---------- ENTRIES SUPPLIED
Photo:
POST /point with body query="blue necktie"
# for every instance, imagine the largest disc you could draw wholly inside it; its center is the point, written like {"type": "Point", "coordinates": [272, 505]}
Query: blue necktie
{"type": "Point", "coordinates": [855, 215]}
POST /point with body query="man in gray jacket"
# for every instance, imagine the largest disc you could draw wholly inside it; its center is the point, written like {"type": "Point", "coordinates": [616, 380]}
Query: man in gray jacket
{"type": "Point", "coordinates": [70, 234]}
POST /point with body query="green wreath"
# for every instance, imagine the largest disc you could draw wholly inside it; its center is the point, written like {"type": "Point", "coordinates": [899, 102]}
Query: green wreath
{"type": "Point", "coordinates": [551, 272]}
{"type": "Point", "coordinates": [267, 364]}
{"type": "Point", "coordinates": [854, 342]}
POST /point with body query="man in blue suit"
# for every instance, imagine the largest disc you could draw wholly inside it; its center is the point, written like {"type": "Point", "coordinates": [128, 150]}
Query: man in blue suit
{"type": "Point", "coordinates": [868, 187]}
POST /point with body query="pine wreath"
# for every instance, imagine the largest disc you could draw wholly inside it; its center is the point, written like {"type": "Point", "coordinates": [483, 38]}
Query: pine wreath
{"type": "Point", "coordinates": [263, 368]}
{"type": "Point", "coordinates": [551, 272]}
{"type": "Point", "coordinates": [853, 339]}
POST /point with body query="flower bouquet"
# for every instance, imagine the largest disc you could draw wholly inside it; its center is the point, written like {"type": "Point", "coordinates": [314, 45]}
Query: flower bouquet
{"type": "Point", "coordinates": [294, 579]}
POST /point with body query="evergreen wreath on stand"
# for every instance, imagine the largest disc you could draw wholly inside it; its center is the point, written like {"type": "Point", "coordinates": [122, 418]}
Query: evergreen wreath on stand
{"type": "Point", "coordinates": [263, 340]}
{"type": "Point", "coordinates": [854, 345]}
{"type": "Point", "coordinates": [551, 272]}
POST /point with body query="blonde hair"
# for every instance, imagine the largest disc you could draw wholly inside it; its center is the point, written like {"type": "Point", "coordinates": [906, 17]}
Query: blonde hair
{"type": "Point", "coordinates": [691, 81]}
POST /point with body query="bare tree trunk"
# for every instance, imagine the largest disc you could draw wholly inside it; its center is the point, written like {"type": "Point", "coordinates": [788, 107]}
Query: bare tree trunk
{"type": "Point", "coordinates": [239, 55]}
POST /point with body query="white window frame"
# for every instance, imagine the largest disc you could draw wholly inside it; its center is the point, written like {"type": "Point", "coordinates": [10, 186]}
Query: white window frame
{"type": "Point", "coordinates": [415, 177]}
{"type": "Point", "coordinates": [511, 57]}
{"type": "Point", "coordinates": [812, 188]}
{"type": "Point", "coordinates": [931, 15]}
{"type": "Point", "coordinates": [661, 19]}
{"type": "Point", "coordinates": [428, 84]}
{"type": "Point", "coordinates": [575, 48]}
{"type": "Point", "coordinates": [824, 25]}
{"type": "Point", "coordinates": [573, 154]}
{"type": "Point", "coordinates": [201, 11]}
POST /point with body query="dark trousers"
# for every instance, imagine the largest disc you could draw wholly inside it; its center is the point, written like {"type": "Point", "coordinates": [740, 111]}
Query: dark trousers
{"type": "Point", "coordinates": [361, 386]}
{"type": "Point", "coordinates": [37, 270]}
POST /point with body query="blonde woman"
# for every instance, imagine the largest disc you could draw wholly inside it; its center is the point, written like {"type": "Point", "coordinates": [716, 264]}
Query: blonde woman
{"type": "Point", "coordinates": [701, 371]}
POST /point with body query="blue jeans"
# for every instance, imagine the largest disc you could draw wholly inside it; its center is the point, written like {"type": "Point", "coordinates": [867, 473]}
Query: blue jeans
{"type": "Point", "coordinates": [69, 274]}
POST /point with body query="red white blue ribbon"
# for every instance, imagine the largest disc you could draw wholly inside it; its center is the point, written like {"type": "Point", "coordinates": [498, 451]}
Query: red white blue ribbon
--------------------
WORK TO DO.
Your task is to quote the listing above word for word.

WRITTEN ANSWER.
Photo:
POST /point with body query="blue necktie"
# for every instance, imagine the largest disc you could draw wholly inside it; its center is the point, written like {"type": "Point", "coordinates": [272, 505]}
Query: blue necktie
{"type": "Point", "coordinates": [855, 215]}
POST /point with body query="man in gray jacket"
# for every instance, imagine the largest disc you could draw wholly inside it; its center is the point, written like {"type": "Point", "coordinates": [616, 380]}
Query: man in gray jacket
{"type": "Point", "coordinates": [70, 234]}
POST /point with body query="green wreath"
# for every instance, imagine the largest disc you could draw wholly inside it; its center is the point, written like {"type": "Point", "coordinates": [899, 102]}
Query: green wreath
{"type": "Point", "coordinates": [551, 272]}
{"type": "Point", "coordinates": [267, 364]}
{"type": "Point", "coordinates": [854, 342]}
POST /point with body query="man in blue suit"
# for every instance, imagine the largest disc you could draw wholly inside it; its center is the point, written like {"type": "Point", "coordinates": [128, 150]}
Query: man in blue suit
{"type": "Point", "coordinates": [868, 187]}
POST /point with body query="pine wreath"
# for every instance, imagine the largest disc you could draw wholly inside it; its center is the point, written like {"type": "Point", "coordinates": [483, 38]}
Query: pine wreath
{"type": "Point", "coordinates": [263, 368]}
{"type": "Point", "coordinates": [551, 272]}
{"type": "Point", "coordinates": [853, 339]}
POST /point with body query="flower bouquet"
# for every instance, imagine the largest disc you could draw wholly inside it; its center is the point, written like {"type": "Point", "coordinates": [314, 45]}
Query: flower bouquet
{"type": "Point", "coordinates": [294, 579]}
POST /point with body query="evergreen wreath on stand"
# for every instance, imagine the largest disc you could draw wholly inside it; its center is the point, written like {"type": "Point", "coordinates": [122, 418]}
Query: evergreen wreath on stand
{"type": "Point", "coordinates": [263, 340]}
{"type": "Point", "coordinates": [854, 345]}
{"type": "Point", "coordinates": [551, 272]}
POST /point with body query="blonde hair"
# for every instance, imagine the largest disc you could draw wholly inside it; its center is the point, written like {"type": "Point", "coordinates": [906, 17]}
Query: blonde hair
{"type": "Point", "coordinates": [691, 81]}
POST /point with body query="bare tree trunk"
# for every instance, imagine the largest disc you could draw wholly inside it; its center is the point, written like {"type": "Point", "coordinates": [788, 107]}
Query: bare tree trunk
{"type": "Point", "coordinates": [239, 55]}
POST /point with body query="white window frame"
# for every instance, imagine the largest disc you could draw wholly inside it; its center is the point, written like {"type": "Point", "coordinates": [10, 186]}
Query: white window frame
{"type": "Point", "coordinates": [415, 177]}
{"type": "Point", "coordinates": [511, 57]}
{"type": "Point", "coordinates": [812, 188]}
{"type": "Point", "coordinates": [931, 15]}
{"type": "Point", "coordinates": [661, 19]}
{"type": "Point", "coordinates": [428, 84]}
{"type": "Point", "coordinates": [575, 48]}
{"type": "Point", "coordinates": [824, 25]}
{"type": "Point", "coordinates": [573, 154]}
{"type": "Point", "coordinates": [201, 11]}
POST /point with body query="dark trousers"
# for every instance, imagine the largest disc you could draw wholly inside it; its center is the point, written like {"type": "Point", "coordinates": [740, 111]}
Query: dark trousers
{"type": "Point", "coordinates": [361, 386]}
{"type": "Point", "coordinates": [37, 270]}
POST /point with body query="blonde woman"
# for every instance, imagine the largest disc you could draw wholly inside it; its center is the point, written like {"type": "Point", "coordinates": [716, 264]}
Query: blonde woman
{"type": "Point", "coordinates": [701, 371]}
POST /point with body query="blue jeans"
# for every instance, imagine the largest disc you could draw wholly inside it; its center is the point, written like {"type": "Point", "coordinates": [867, 473]}
Query: blue jeans
{"type": "Point", "coordinates": [69, 274]}
POST /point with body query="red white blue ribbon"
# for every instance, imagine the largest disc you could draw wholly inside it; its center is the point, written like {"type": "Point", "coordinates": [498, 451]}
Query: red white blue ribbon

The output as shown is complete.